● Problem:
All lines of the following material must be written out exactly as they appear.

● Material to process:
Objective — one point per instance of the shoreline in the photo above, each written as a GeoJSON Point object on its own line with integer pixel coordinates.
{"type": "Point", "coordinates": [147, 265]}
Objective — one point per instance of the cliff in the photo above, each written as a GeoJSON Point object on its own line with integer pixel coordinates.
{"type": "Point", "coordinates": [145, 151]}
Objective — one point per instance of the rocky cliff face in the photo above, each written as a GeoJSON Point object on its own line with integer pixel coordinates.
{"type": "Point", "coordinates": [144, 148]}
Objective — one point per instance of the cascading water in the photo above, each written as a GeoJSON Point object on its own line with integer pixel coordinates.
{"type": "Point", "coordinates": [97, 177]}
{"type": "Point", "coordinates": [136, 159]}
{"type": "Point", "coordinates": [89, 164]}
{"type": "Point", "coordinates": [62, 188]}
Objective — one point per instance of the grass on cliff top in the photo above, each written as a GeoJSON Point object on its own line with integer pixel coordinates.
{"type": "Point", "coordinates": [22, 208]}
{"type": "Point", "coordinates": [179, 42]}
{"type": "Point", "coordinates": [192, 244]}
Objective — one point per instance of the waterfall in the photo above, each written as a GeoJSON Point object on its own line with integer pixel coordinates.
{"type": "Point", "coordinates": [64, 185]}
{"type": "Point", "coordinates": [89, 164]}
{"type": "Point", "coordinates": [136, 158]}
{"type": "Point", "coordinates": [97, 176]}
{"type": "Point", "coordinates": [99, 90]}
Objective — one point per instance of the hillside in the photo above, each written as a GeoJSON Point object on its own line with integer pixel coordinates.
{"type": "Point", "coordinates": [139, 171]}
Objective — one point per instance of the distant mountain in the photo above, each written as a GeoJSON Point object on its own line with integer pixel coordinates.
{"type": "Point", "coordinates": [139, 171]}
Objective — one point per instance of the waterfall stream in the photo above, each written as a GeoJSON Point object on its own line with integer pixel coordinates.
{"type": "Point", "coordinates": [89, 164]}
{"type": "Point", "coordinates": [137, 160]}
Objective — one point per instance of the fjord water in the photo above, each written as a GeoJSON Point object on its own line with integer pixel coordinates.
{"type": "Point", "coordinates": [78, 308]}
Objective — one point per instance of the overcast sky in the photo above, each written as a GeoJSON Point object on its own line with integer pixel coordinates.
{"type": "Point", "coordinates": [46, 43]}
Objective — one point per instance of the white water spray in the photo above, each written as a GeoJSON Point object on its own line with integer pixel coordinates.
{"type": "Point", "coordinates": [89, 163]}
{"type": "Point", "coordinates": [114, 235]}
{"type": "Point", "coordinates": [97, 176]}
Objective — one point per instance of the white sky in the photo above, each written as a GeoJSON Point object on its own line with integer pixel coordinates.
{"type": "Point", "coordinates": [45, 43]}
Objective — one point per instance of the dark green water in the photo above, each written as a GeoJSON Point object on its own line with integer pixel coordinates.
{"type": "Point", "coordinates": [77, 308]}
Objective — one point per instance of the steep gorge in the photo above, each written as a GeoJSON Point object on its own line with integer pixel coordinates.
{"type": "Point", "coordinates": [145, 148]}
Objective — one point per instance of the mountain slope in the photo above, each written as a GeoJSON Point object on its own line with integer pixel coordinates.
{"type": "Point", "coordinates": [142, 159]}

● Task answer:
Objective — one point per instance of the shoreline in the photo above, each written as a GeoJSON Point object on its own line with integer pixel coordinates.
{"type": "Point", "coordinates": [147, 265]}
Objective — one point per instance of the cliff in the photo above, each written as a GeoJSON Point object on its own line with integer pixel coordinates.
{"type": "Point", "coordinates": [145, 151]}
Objective — one point per instance of the rocky cliff face in the photo above, each written as a GeoJSON Point object on its own line with integer pixel coordinates.
{"type": "Point", "coordinates": [144, 148]}
Objective — one point per instance of the cascading water in the photo above, each written as a GeoJSON Point object on its own line with integer pixel coordinates.
{"type": "Point", "coordinates": [97, 177]}
{"type": "Point", "coordinates": [136, 159]}
{"type": "Point", "coordinates": [89, 164]}
{"type": "Point", "coordinates": [62, 188]}
Objective — one point per instance of the grass on cliff top in the photo above, each written as a GeoJSON Point object on its own line with integer pixel coordinates.
{"type": "Point", "coordinates": [22, 208]}
{"type": "Point", "coordinates": [179, 42]}
{"type": "Point", "coordinates": [192, 244]}
Objective — one point per instance of the waterfall in the photo above, each written as a GeoJSON Point object on its own line with integer pixel coordinates.
{"type": "Point", "coordinates": [64, 185]}
{"type": "Point", "coordinates": [89, 164]}
{"type": "Point", "coordinates": [136, 158]}
{"type": "Point", "coordinates": [97, 176]}
{"type": "Point", "coordinates": [99, 90]}
Objective — one point per instance of the hillside in the photo above, each written as a GeoJSON Point object on its own line with integer pixel coordinates.
{"type": "Point", "coordinates": [139, 171]}
Objective — one point per instance of the distant mountain in the photo above, each written as a GeoJSON Point object on its own line with integer pixel coordinates.
{"type": "Point", "coordinates": [139, 171]}
Objective — one point per instance of the waterfall stream in the photo above, each written as a GeoJSON Point object on its own line with integer pixel coordinates.
{"type": "Point", "coordinates": [89, 164]}
{"type": "Point", "coordinates": [137, 160]}
Objective — one point per instance of the fjord water in the photo above, each written as a GeoJSON Point object on its own line with integer pixel coordinates.
{"type": "Point", "coordinates": [78, 308]}
Objective — one point per instance of the overcast sky in the photo above, each written as a GeoJSON Point object on its own line with integer pixel coordinates.
{"type": "Point", "coordinates": [46, 43]}
Objective — one point per instance of the white water spray in the photo above, each written as a GeoJSON Point object on its own line with integer pixel coordinates.
{"type": "Point", "coordinates": [89, 163]}
{"type": "Point", "coordinates": [114, 235]}
{"type": "Point", "coordinates": [97, 176]}
Objective — one point per instance of the white sky in the photo above, each written as a GeoJSON Point object on its own line with integer pixel coordinates.
{"type": "Point", "coordinates": [45, 43]}
Objective — one point per instance of the dark green water in the photo above, each written as a GeoJSON Point object on its own line with integer pixel coordinates.
{"type": "Point", "coordinates": [77, 308]}
Objective — one point per instance of the steep gorge in the photo above, each written as a GeoJSON Point object on its own line with integer pixel coordinates.
{"type": "Point", "coordinates": [145, 148]}
Objective — one point per instance of the mountain slope in the photo above, each written as a GeoJSON Point object on its own line with integer pixel coordinates.
{"type": "Point", "coordinates": [142, 159]}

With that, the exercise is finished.